> [Object location annotation data]:
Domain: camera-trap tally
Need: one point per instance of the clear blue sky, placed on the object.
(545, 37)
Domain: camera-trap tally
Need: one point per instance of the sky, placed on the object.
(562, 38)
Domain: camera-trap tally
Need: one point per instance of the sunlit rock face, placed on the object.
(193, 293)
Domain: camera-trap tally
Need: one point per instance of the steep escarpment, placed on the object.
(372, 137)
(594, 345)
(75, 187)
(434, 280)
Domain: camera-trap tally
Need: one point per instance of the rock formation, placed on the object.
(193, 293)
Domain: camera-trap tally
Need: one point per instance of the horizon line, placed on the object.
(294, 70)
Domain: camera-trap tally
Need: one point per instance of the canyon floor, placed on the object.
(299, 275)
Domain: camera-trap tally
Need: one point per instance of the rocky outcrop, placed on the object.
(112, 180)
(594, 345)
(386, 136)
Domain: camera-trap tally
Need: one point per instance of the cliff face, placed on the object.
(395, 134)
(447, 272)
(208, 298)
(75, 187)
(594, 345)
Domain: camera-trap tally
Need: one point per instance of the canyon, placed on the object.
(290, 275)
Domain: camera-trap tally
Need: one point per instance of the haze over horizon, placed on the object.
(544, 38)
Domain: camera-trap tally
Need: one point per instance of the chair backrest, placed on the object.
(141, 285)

---

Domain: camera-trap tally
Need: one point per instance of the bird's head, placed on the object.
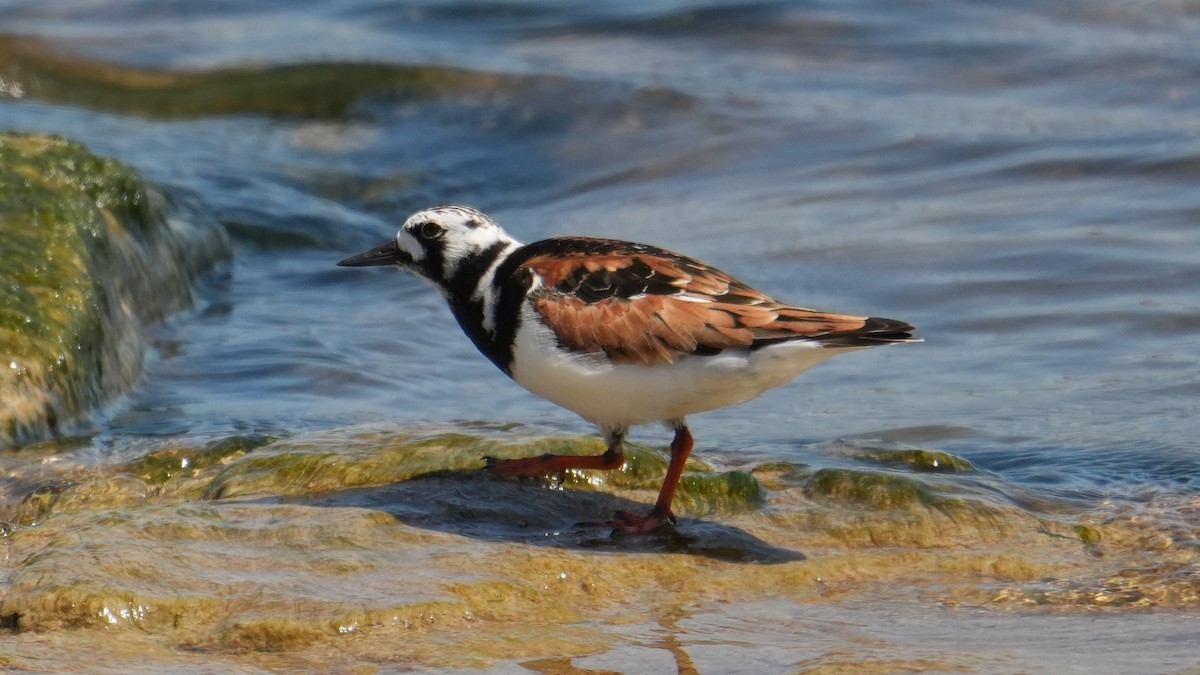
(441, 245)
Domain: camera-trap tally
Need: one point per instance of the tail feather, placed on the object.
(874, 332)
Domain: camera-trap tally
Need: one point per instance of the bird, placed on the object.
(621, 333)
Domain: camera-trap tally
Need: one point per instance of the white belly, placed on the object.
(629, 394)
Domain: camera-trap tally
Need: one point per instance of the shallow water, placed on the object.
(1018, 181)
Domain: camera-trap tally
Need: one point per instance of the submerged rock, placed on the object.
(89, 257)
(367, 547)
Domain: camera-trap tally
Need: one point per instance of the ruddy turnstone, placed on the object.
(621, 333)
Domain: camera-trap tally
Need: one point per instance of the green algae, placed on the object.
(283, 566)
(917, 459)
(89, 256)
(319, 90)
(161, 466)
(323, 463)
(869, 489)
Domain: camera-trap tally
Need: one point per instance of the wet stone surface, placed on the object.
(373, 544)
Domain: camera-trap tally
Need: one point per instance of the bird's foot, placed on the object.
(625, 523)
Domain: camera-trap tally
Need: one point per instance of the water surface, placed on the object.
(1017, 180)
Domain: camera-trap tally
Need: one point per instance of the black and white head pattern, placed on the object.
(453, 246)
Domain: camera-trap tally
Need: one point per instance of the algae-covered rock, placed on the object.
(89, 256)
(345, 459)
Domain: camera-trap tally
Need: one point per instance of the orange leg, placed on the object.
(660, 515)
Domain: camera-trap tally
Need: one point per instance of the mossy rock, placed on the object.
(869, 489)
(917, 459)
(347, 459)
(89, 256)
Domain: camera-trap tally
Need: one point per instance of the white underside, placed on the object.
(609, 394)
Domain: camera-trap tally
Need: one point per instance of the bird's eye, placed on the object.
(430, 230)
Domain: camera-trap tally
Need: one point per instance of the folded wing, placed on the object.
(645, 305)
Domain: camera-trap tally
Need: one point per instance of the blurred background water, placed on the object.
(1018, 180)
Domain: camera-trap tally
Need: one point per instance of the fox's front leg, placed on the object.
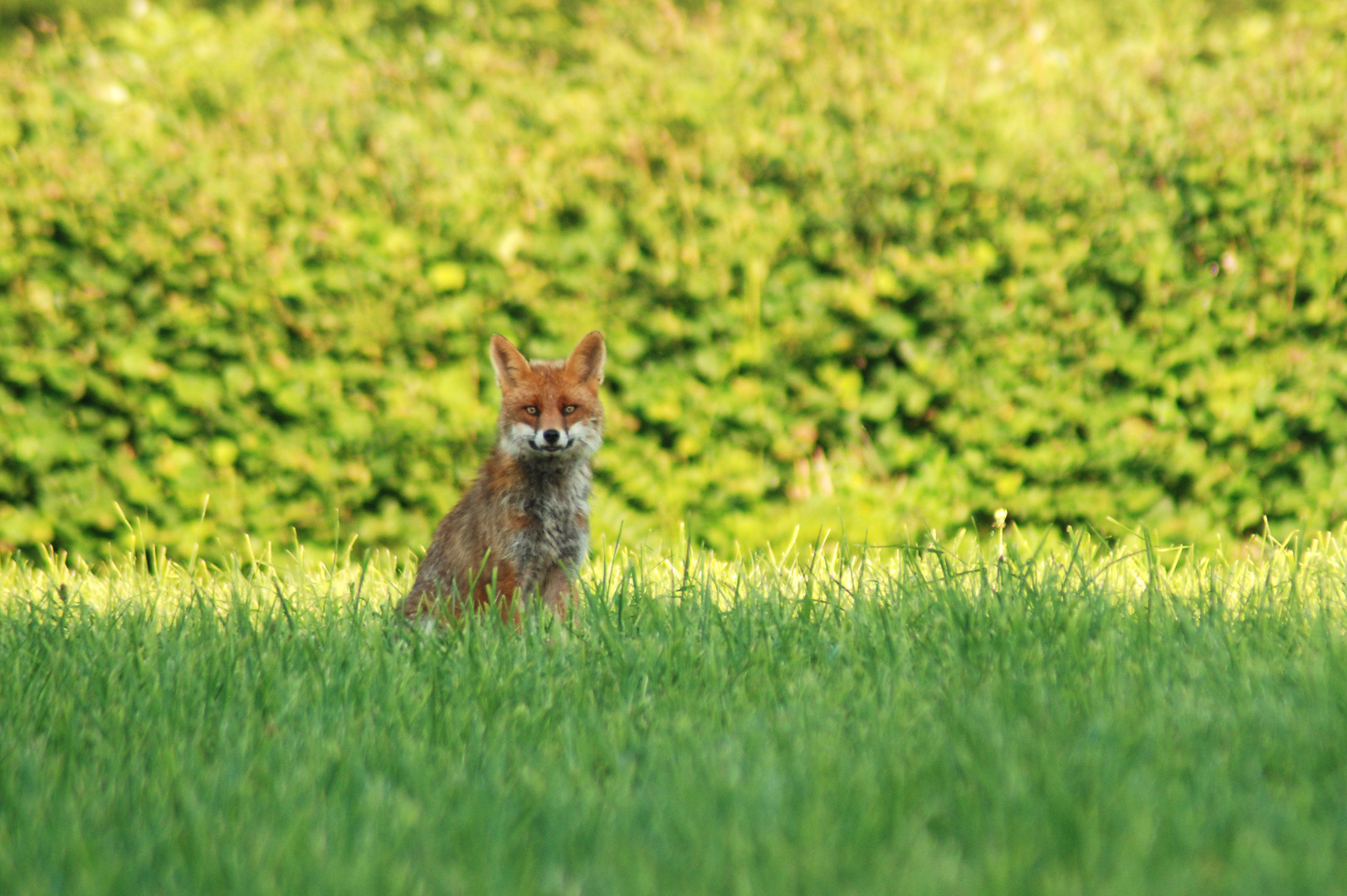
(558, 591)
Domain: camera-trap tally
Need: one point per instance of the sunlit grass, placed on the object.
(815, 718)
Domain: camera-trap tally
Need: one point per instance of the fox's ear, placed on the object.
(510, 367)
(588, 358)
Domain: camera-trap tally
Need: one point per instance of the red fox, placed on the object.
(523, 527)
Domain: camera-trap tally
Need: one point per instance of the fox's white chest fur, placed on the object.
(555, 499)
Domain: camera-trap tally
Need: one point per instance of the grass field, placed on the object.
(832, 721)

--

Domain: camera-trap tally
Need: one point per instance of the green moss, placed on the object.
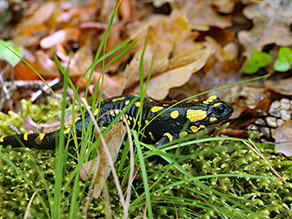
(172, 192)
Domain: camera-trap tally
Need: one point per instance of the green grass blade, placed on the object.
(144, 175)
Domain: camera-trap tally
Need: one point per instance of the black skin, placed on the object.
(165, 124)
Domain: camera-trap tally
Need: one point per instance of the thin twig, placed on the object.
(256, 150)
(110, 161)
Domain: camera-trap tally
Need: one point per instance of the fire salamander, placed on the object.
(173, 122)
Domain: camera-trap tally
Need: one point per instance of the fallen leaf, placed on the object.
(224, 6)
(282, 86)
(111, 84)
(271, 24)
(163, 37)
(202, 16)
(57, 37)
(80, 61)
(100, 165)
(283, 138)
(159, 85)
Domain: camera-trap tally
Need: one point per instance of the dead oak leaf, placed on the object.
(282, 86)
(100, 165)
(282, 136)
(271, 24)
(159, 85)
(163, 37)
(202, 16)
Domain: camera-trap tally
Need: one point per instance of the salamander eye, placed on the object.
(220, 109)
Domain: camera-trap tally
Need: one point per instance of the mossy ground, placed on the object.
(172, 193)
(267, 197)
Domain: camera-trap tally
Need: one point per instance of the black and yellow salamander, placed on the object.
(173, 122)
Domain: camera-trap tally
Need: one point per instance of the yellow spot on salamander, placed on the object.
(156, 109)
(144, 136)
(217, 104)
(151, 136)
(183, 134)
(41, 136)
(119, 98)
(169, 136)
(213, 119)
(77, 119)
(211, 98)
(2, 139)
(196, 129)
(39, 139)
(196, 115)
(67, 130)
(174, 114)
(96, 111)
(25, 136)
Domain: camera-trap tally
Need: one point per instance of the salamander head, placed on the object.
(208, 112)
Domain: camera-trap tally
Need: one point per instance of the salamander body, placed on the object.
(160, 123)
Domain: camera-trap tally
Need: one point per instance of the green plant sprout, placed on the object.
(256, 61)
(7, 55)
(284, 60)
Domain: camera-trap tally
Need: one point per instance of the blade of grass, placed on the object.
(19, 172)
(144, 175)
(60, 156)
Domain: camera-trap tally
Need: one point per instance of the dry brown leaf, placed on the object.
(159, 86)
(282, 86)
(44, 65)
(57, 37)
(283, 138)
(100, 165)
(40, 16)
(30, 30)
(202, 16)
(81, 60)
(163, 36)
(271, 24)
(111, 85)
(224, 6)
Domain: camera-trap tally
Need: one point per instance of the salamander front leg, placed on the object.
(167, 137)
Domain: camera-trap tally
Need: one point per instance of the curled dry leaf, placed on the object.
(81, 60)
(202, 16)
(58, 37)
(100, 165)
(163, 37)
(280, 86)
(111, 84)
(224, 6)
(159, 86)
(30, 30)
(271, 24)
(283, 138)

> [Problem to solve]:
Gather every line of the listing that contains the word "horizon", matching case exactly.

> [Result]:
Need: one point per instance of the horizon line, placed on the object.
Need: one point per instance of the haze over horizon, placed on the object.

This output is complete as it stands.